■ **Try it**
The required output is every entry, printed exactly as written.

Point localization data:
- Opening Delimiter -

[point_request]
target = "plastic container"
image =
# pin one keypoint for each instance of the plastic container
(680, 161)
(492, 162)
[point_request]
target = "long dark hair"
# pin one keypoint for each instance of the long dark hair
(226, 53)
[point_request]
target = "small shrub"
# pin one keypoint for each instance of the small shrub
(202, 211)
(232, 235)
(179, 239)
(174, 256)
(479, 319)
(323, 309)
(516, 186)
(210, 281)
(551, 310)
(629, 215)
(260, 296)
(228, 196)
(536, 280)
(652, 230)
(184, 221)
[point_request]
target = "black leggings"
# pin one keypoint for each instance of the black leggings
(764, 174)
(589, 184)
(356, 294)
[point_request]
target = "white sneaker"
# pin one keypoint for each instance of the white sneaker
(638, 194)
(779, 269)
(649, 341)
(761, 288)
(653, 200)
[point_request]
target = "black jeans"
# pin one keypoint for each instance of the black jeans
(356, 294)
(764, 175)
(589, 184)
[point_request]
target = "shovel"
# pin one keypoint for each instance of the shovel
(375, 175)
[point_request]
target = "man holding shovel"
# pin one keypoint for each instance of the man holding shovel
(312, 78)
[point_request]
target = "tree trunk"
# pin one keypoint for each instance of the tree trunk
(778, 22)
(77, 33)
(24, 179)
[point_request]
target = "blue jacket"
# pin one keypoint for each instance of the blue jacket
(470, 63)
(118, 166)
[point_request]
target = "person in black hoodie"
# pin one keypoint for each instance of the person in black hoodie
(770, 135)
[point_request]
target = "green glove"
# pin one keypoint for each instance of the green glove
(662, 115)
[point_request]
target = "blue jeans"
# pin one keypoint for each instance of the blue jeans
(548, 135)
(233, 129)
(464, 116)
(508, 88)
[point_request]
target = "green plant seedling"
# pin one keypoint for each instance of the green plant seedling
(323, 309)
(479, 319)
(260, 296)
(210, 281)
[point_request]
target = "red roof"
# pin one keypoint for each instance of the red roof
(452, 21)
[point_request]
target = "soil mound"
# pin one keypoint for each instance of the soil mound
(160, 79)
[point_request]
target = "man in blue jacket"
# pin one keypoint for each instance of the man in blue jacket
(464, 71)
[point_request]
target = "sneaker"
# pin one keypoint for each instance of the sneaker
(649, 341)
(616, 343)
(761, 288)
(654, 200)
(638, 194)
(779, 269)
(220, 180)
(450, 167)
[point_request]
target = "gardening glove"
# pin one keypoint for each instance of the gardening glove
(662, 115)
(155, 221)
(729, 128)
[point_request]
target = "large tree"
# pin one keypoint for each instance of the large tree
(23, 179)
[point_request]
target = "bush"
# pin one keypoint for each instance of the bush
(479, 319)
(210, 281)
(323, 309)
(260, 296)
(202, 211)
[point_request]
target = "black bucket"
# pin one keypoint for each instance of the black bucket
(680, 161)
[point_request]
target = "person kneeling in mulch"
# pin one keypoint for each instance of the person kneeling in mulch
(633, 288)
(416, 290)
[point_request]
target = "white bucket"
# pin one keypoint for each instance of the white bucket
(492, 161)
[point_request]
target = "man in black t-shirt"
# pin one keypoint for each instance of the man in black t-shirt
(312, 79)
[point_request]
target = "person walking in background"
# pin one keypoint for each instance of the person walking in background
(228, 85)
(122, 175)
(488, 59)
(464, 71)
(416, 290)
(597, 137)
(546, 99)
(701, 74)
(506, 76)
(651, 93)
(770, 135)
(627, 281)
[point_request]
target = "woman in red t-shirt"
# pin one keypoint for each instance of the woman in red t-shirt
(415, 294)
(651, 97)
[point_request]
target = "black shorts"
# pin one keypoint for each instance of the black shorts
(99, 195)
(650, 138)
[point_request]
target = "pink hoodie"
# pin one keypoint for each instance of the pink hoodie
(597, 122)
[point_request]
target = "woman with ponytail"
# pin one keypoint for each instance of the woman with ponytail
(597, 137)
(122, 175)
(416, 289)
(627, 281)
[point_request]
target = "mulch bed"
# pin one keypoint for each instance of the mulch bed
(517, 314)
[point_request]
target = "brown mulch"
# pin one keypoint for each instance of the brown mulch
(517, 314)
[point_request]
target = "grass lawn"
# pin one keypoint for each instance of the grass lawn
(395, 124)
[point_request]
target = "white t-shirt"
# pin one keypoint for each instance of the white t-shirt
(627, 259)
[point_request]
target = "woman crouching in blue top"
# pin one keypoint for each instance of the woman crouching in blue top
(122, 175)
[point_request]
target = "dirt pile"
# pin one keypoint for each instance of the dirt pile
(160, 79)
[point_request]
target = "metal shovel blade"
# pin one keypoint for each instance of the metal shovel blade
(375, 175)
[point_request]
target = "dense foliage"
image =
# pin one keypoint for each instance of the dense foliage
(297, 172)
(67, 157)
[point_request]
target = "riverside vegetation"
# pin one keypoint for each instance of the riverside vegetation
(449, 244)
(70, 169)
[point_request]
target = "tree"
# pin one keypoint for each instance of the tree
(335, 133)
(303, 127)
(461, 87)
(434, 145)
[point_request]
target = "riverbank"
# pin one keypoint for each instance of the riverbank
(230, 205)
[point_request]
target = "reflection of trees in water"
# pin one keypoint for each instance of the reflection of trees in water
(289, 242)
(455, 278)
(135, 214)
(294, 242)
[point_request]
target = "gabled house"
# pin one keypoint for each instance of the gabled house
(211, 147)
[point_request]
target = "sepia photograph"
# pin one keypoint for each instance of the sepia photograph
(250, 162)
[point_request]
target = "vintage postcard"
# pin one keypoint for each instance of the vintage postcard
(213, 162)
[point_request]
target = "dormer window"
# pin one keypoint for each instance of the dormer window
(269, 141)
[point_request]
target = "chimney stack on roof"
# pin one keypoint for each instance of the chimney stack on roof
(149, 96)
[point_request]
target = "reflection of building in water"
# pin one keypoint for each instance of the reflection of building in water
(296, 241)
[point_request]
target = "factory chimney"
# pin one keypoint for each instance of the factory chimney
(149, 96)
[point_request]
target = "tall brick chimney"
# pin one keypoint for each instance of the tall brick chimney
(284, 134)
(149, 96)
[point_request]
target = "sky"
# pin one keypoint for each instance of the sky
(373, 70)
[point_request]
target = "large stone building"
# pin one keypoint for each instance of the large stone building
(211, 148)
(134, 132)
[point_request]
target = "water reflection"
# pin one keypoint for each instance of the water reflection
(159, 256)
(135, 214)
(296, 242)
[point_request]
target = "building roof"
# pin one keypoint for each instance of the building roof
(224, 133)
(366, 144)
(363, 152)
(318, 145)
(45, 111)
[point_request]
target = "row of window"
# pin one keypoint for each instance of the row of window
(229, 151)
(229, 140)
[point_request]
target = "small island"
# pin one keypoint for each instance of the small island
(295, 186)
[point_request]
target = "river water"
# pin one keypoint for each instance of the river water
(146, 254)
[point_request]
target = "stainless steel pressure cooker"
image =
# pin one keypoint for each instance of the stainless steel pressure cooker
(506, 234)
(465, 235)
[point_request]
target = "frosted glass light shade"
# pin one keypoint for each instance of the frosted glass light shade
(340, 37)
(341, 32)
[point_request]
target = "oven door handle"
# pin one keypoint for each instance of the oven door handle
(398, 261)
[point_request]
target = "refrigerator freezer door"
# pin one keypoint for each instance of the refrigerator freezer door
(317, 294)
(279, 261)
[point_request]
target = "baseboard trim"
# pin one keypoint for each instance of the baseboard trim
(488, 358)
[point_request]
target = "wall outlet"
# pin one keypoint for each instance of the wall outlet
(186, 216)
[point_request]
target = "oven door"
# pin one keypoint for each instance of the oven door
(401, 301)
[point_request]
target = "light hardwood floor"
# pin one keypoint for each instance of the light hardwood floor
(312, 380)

- Closing Delimiter -

■ **Completed task**
[point_request]
target = "plastic container"
image =
# pin one keypoint for each instance of the plastic container
(680, 161)
(492, 162)
[point_request]
target = "long dark hair"
# pin one keypoint for each instance of the long dark hair
(226, 53)
[point_request]
target = "small shrub"
# pin one keypoint for each instance of the small shrub
(202, 211)
(232, 235)
(179, 239)
(174, 256)
(479, 319)
(323, 309)
(516, 186)
(210, 281)
(551, 310)
(629, 215)
(260, 296)
(228, 196)
(536, 280)
(652, 230)
(184, 221)
[point_request]
target = "black leggings"
# pin one keypoint for each instance of the black leggings
(764, 174)
(589, 184)
(356, 294)
[point_request]
target = "white sneaker"
# pin one keypoint for each instance of the white sneaker
(638, 194)
(779, 269)
(649, 341)
(761, 288)
(653, 200)
[point_request]
target = "black jeans"
# pin one keypoint for each instance of the black jeans
(356, 294)
(764, 175)
(589, 184)
[point_request]
target = "shovel"
# pin one keypoint for each instance of the shovel
(375, 175)
[point_request]
target = "man holding shovel"
# pin one keypoint for each instance of the man holding shovel
(312, 78)
[point_request]
target = "tree trunk"
# pin one keypoint for each instance of the tree trunk
(778, 22)
(77, 33)
(24, 179)
[point_request]
target = "blue jacket"
# pin one keypoint for each instance of the blue jacket
(470, 63)
(118, 166)
[point_request]
target = "person in black hoodie"
# pin one keypoint for each instance of the person in black hoodie
(770, 135)
[point_request]
target = "green glove"
# pin one keypoint for each instance of the green glove
(662, 115)
[point_request]
target = "blue jeans"
# pin one keypoint for each instance of the blue jeans
(548, 135)
(233, 129)
(464, 116)
(508, 88)
[point_request]
target = "green plant seedling"
# pin one keypoint for each instance of the green plant seedling
(323, 309)
(479, 319)
(260, 296)
(210, 281)
[point_request]
target = "red roof"
# pin one keypoint for each instance of the red roof
(452, 21)
[point_request]
target = "soil mound"
# pin one keypoint for each instance of the soil mound
(160, 79)
[point_request]
target = "man in blue jacket"
# pin one keypoint for each instance of the man in blue jacket
(464, 71)
[point_request]
target = "sneaker"
# pin one keypoint for each instance of the sneaker
(649, 341)
(616, 343)
(761, 288)
(654, 200)
(638, 194)
(779, 269)
(220, 180)
(450, 167)
[point_request]
target = "gardening glove"
# pin one keypoint for each instance of the gardening glove
(662, 115)
(155, 221)
(729, 128)
[point_request]
target = "large tree"
# pin one keypoint for each instance of the large tree
(23, 179)
[point_request]
target = "bush"
# pin one keypoint for each instance of the bush
(479, 319)
(210, 281)
(323, 309)
(260, 296)
(202, 211)
[point_request]
target = "black bucket"
# pin one keypoint for each instance of the black bucket
(680, 161)
[point_request]
target = "person kneeling in mulch"
# pin one keypoint for each instance of the person kneeling in mulch
(633, 288)
(416, 290)
[point_request]
target = "white bucket"
# pin one keypoint for each instance of the white bucket
(492, 161)
[point_request]
target = "man in black t-shirt"
# pin one keypoint for each instance of the man in black t-shirt
(312, 79)
[point_request]
target = "person walking in background"
# pin one keypoint for each instance of the person walking in background
(228, 85)
(122, 175)
(488, 59)
(464, 71)
(416, 290)
(597, 137)
(546, 99)
(701, 74)
(506, 76)
(651, 93)
(770, 135)
(627, 281)
[point_request]
target = "woman in red t-shirt"
# pin one keypoint for each instance of the woman in red t-shirt
(415, 294)
(651, 97)
[point_request]
target = "black shorts"
# pin one keypoint for each instance of the black shorts
(99, 195)
(650, 138)
[point_request]
target = "pink hoodie"
# pin one keypoint for each instance of the pink hoodie
(597, 122)
[point_request]
target = "woman with ponytail"
# pin one keypoint for each instance of the woman with ponytail
(597, 137)
(122, 175)
(416, 289)
(627, 281)
[point_request]
target = "mulch bed"
# pin one keypoint for each instance of the mulch bed
(517, 314)
[point_request]
target = "brown mulch"
# pin one keypoint for each instance of the brown mulch
(517, 314)
[point_request]
target = "grass lawn"
# pin one keypoint for each instance of the grass lawn
(395, 124)
[point_request]
target = "white t-shirt"
# pin one keypoint for each instance of the white t-shirt
(627, 259)
[point_request]
target = "woman crouching in blue top"
# pin one keypoint for each instance of the woman crouching in blue top
(122, 175)
[point_request]
target = "dirt pile"
# pin one keypoint for each instance of the dirt pile
(160, 79)
[point_request]
target = "metal shovel blade"
# pin one keypoint for each instance of the metal shovel blade
(375, 175)
[point_request]
target = "dense foliage"
image =
# pin one keypoint for each instance of the dense foliage
(297, 172)
(67, 157)
[point_request]
target = "riverside vegetation"
# pin one keypoint for each instance of the riverside vegetation
(449, 244)
(70, 169)
[point_request]
target = "tree"
# pin one keypoint for each instance of the tree
(335, 133)
(303, 127)
(461, 87)
(434, 145)
[point_request]
target = "riverbank"
# pin one keypoint for each instance of the riverbank
(230, 205)
[point_request]
target = "reflection of trees in water"
# pin one keypoint for each instance of the reflection of trees in water
(289, 242)
(455, 278)
(135, 214)
(294, 242)
[point_request]
target = "gabled house"
# pin one keypoint for each instance of the gabled house
(211, 147)
[point_request]
target = "sepia photograph"
# pin one keypoint for each instance of the sepia photograph
(250, 162)
[point_request]
target = "vintage postcard"
# pin one keypoint for each instance of the vintage postcard
(213, 162)
[point_request]
target = "dormer window"
# pin one keypoint for each instance of the dormer window
(269, 141)
[point_request]
target = "chimney stack on roof"
# pin one keypoint for each instance of the chimney stack on roof
(149, 96)
[point_request]
target = "reflection of building in water"
# pin one keypoint for each instance of the reflection of building in water
(296, 241)
[point_request]
target = "factory chimney"
# pin one keypoint for each instance of the factory chimney
(149, 96)
[point_request]
target = "tall brick chimney"
# pin one keypoint for each instance of the tall brick chimney
(284, 134)
(149, 96)
[point_request]
target = "sky"
# pin one keypoint for each instance of the sky
(373, 70)
[point_request]
target = "large stone building"
# pin one keypoint for each instance of the large stone building
(211, 148)
(134, 132)
[point_request]
target = "water reflection"
# pin one keypoint for each instance of the water reflection
(159, 256)
(135, 214)
(296, 242)
[point_request]
target = "building roof"
# pin one keypoint for each instance of the building roof
(224, 133)
(366, 144)
(363, 152)
(318, 145)
(45, 111)
[point_request]
target = "row of window"
# pin one keypoint for each instance of the row of window
(229, 151)
(229, 140)
[point_request]
target = "small island"
# pin one keypoint for each instance of the small island
(295, 186)
[point_request]
target = "river water"
# pin one keypoint for each instance of the river water
(146, 254)
[point_request]
target = "stainless steel pressure cooker"
image =
# pin one keypoint for each instance of the stainless steel pressure cooker
(506, 234)
(465, 235)
[point_request]
target = "frosted glass light shade"
# pin one keypoint for each instance of the frosted glass light shade
(340, 37)
(341, 32)
[point_request]
target = "oven door handle"
# pin one keypoint for each instance of the oven door handle
(398, 261)
[point_request]
target = "refrigerator freezer door"
# pin one keypoint for each instance of the refrigerator freezer door
(317, 294)
(279, 261)
[point_request]
target = "baseboard trim"
# pin one keypoint for each instance of the baseboard trim
(488, 358)
[point_request]
target = "wall outlet"
# pin one keypoint for each instance of the wall outlet
(186, 216)
[point_request]
target = "oven door"
# pin one keypoint for each instance of the oven door
(401, 301)
[point_request]
target = "light hardwood floor"
# pin one keypoint for each instance of the light hardwood floor
(312, 380)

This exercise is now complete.